-------- Extrait choisi --------

Belgique | Belgique, Cour de cassation, 16 décembre 2019, S.19.0046.F


Cour de cassation de Belgique
Arrêt
N° S.19.0046.F
OFFICE NATIONAL DE L'EMPLOI, établissement public, dont le siège est établi à Bruxelles, boulevard de l'Empereur, 7, inscrit à la banque-carrefour des entreprises sous le numéro 0206.737.484,
demandeur en cassation,
représenté par Maître Paul Alain Foriers, avocat à la Cour de cassation, dont le cabinet est établi à Bruxelles, avenue Louise, 149, où il est fait élection de domicile,

contre

É. F.,
défendeur en cassation,

en présence de

UNION NATIONALE DES MUTUALITÉS

SOCIALISTES, dont le siège est établi à Bruxelles, rue Saint-Jean, 32-38, inscrite à la banque-carrefour des...

Cour de cassation de Belgique
Arrêt
N° S.19.0046.F
OFFICE NATIONAL DE L'EMPLOI, établissement public, dont le siège est établi à Bruxelles, boulevard de l'Empereur, 7, inscrit à la banque-carrefour des entreprises sous le numéro 0206.737.484,
demandeur en cassation,
représenté par Maître Paul Alain Foriers, avocat à la Cour de cassation, dont le cabinet est établi à Bruxelles, avenue Louise, 149, où il est fait élection de domicile,

contre

É. F.,
défendeur en cassation,

en présence de

UNION NATIONALE DES MUTUALITÉS SOCIALISTES, dont le siège est établi à Bruxelles, rue Saint-Jean, 32-38, inscrite à la banque-carrefour des entreprises sous le numéro 0411.724.220,
partie appelée en déclaration d'arrêt commun.

I. La procédure devant la Cour
Le pourvoi en cassation est dirigé contre l'arrêt rendu le 7 mai 2019 par la cour du travail de Liège.
Le 26 novembre 2019, l'avocat général Jean Marie Genicot a déposé des conclusions au greffe.
Le président de section Christian Storck a fait rapport et l'avocat général Jean Marie Genicot a été entendu en ses conclusions.

-------- Enregistrements de données --------

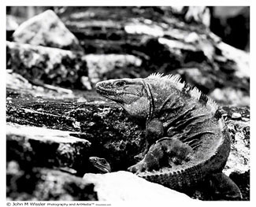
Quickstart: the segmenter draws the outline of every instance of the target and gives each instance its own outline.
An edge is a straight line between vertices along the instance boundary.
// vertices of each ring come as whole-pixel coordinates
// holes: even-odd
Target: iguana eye
[[[125,82],[124,81],[118,81],[115,83],[115,86],[117,87],[123,87],[125,85]]]

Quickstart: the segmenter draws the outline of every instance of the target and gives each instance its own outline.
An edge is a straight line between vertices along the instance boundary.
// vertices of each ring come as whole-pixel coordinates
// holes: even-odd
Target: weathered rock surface
[[[145,146],[143,126],[127,117],[117,105],[28,96],[23,99],[11,91],[8,97],[7,122],[69,131],[70,135],[91,142],[90,156],[105,157],[113,170],[126,169]]]
[[[78,39],[52,10],[46,10],[20,25],[13,33],[20,43],[81,50]]]
[[[6,43],[7,68],[35,83],[83,88],[86,62],[72,51],[14,42]]]
[[[11,15],[6,15],[6,31],[13,31],[19,27],[15,17]]]
[[[6,196],[12,201],[97,201],[93,184],[57,170],[7,163]]]
[[[125,73],[129,73],[128,68],[139,68],[142,64],[140,58],[129,54],[88,54],[83,58],[87,62],[88,78],[93,85],[106,76],[124,77]]]
[[[93,184],[98,201],[193,201],[184,194],[178,193],[161,185],[153,183],[128,172],[106,174],[87,173],[83,178],[86,183]]]
[[[7,161],[85,171],[91,143],[70,131],[7,124]]]
[[[176,73],[223,105],[248,105],[248,54],[223,43],[210,31],[205,9],[56,9],[79,43],[51,11],[20,26],[13,37],[20,41],[28,34],[31,40],[20,41],[29,44],[7,42],[6,46],[9,199],[97,200],[96,191],[100,200],[158,194],[169,201],[166,189],[158,194],[154,187],[143,194],[152,183],[128,172],[87,174],[85,180],[79,177],[90,172],[91,156],[106,158],[113,172],[135,164],[134,157],[145,148],[145,126],[94,91],[70,89],[91,90],[101,79],[146,77],[153,72]],[[47,13],[54,19],[50,24],[43,22]],[[40,20],[35,20],[40,16]],[[55,33],[58,27],[61,29]],[[19,33],[22,28],[26,29]],[[65,43],[69,45],[58,41],[66,34],[70,39]],[[77,52],[80,45],[87,54]],[[243,200],[250,200],[250,109],[221,109],[232,142],[224,172],[240,187]],[[131,185],[130,178],[131,183],[146,187],[137,192],[140,187]],[[121,191],[120,183],[129,189]],[[206,200],[203,193],[193,198]],[[175,199],[173,193],[170,196]]]
[[[87,54],[91,55],[82,58],[88,61],[88,72],[81,70],[83,75],[78,75],[78,82],[66,80],[62,87],[91,90],[95,82],[106,79],[146,77],[154,72],[178,73],[205,94],[220,91],[214,91],[212,97],[219,101],[221,94],[221,102],[225,105],[232,101],[238,102],[238,105],[248,104],[249,55],[224,43],[210,32],[206,23],[207,8],[83,7],[79,12],[76,9],[67,7],[55,10],[79,39]],[[47,13],[54,16],[52,11],[45,12]],[[106,17],[109,17],[108,20]],[[33,38],[38,35],[30,34]],[[46,36],[49,34],[46,32]],[[124,60],[121,54],[125,57]],[[72,61],[69,60],[63,60],[63,65],[69,65]],[[26,65],[23,61],[28,62],[28,58],[20,62]],[[41,68],[40,64],[37,67]],[[77,67],[72,65],[76,68],[75,74],[79,70]],[[62,68],[58,69],[58,72],[66,73]],[[69,76],[72,79],[72,75]],[[55,80],[46,76],[45,83],[54,83]],[[229,87],[240,98],[229,98],[226,95]]]

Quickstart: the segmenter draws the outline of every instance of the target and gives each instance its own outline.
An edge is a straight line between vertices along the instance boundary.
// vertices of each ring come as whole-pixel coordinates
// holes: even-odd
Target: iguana
[[[196,87],[159,73],[102,81],[95,87],[146,121],[148,146],[128,171],[178,191],[210,183],[214,199],[241,199],[239,187],[222,173],[231,145],[227,127],[216,103]]]

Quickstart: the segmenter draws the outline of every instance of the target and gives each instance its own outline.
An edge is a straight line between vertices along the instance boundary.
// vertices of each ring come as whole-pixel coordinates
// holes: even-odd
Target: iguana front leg
[[[144,158],[128,168],[132,172],[158,170],[162,167],[180,164],[189,158],[192,148],[181,141],[163,138],[152,145]]]
[[[141,160],[149,150],[150,146],[155,142],[156,140],[162,138],[164,135],[164,127],[161,120],[157,118],[152,119],[146,124],[146,147],[145,150],[136,155],[136,160]]]

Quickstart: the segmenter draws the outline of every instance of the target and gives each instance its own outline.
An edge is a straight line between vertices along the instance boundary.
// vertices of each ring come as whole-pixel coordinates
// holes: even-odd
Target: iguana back
[[[197,88],[175,76],[153,74],[102,81],[96,90],[146,122],[146,155],[129,171],[180,191],[221,173],[230,151],[228,132],[217,105]]]

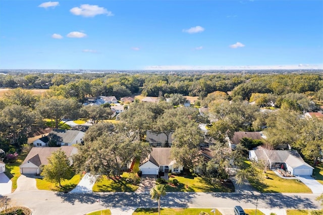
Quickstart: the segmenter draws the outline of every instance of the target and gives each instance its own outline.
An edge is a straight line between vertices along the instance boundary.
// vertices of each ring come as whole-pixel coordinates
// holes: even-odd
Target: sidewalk
[[[96,181],[96,177],[86,173],[76,187],[70,192],[72,193],[86,193],[92,192],[92,188]]]

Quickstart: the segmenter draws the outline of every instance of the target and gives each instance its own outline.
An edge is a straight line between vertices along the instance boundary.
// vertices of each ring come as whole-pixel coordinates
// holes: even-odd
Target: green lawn
[[[11,191],[14,192],[17,189],[17,180],[21,175],[19,166],[27,156],[26,153],[22,153],[18,155],[15,163],[6,164],[6,173],[5,174],[12,181]]]
[[[319,212],[318,214],[322,214],[323,210],[313,210],[313,211],[317,211]],[[286,210],[286,214],[287,215],[308,215],[309,213],[309,211],[312,211],[312,210],[296,210],[296,209],[288,209]]]
[[[318,182],[323,184],[323,166],[320,165],[314,167],[313,174]]]
[[[102,211],[98,210],[90,213],[87,213],[86,215],[111,215],[111,211],[110,209],[106,209],[102,210]]]
[[[73,122],[74,123],[76,123],[77,124],[82,125],[82,124],[84,124],[86,122],[85,122],[84,120],[73,120]]]
[[[234,186],[232,183],[218,181],[214,184],[211,184],[205,179],[200,177],[193,177],[190,175],[185,176],[172,176],[170,180],[177,179],[179,184],[176,187],[170,185],[166,186],[167,192],[234,192]]]
[[[132,172],[134,173],[137,173],[139,171],[139,164],[140,160],[139,159],[136,159],[136,162],[132,169]]]
[[[267,171],[269,179],[264,178],[260,183],[250,181],[250,184],[262,193],[311,193],[305,184],[296,179],[285,179],[278,176],[274,172]]]
[[[212,215],[212,208],[160,208],[160,214],[164,215],[197,215],[201,211],[206,212]],[[158,214],[158,208],[137,208],[132,215]],[[222,213],[218,210],[216,214],[221,215]],[[258,213],[257,213],[258,214]],[[259,213],[260,214],[260,213]]]
[[[104,176],[97,181],[93,186],[93,192],[134,192],[138,189],[138,185],[134,185],[126,181],[129,173],[123,173],[120,179],[113,180]],[[139,181],[138,181],[139,182]]]
[[[244,209],[243,210],[247,213],[248,215],[255,215],[256,214],[256,210],[253,209]],[[265,215],[262,212],[259,210],[258,209],[257,209],[257,215]]]
[[[64,180],[61,182],[62,187],[58,184],[49,182],[42,179],[36,179],[36,186],[39,190],[51,190],[53,191],[70,191],[75,188],[80,182],[82,177],[80,174],[75,175],[72,178]]]
[[[48,119],[46,119],[44,120],[45,124],[46,124],[47,126],[50,128],[55,127],[55,122],[54,121],[52,121],[51,120]],[[61,122],[59,123],[59,128],[62,129],[70,129],[71,126],[63,122]]]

--------

* Énoncé 1 *
Recopiez à l'identique le passage de l'extrait sur l'arrêt de la Cour de cassation qui commence aux mots "Le 26 novembre" et s'arrête après "en ses conclusions.".
* Énoncé 2 *
Extrayez des enregistrements chaque ligne contenant la chaîne "iguana", en tenant compte de la casse.

* Réponse complète 1 *
Le 26 novembre 2019, l'avocat général Jean Marie Genicot a déposé des conclusions au greffe.
Le président de section Christian Storck a fait rapport et l'avocat général Jean Marie Genicot a été entendu en ses conclusions.

* Réponse complète 2 *
Target: iguana eye
Target: iguana
Target: iguana front leg
Target: iguana back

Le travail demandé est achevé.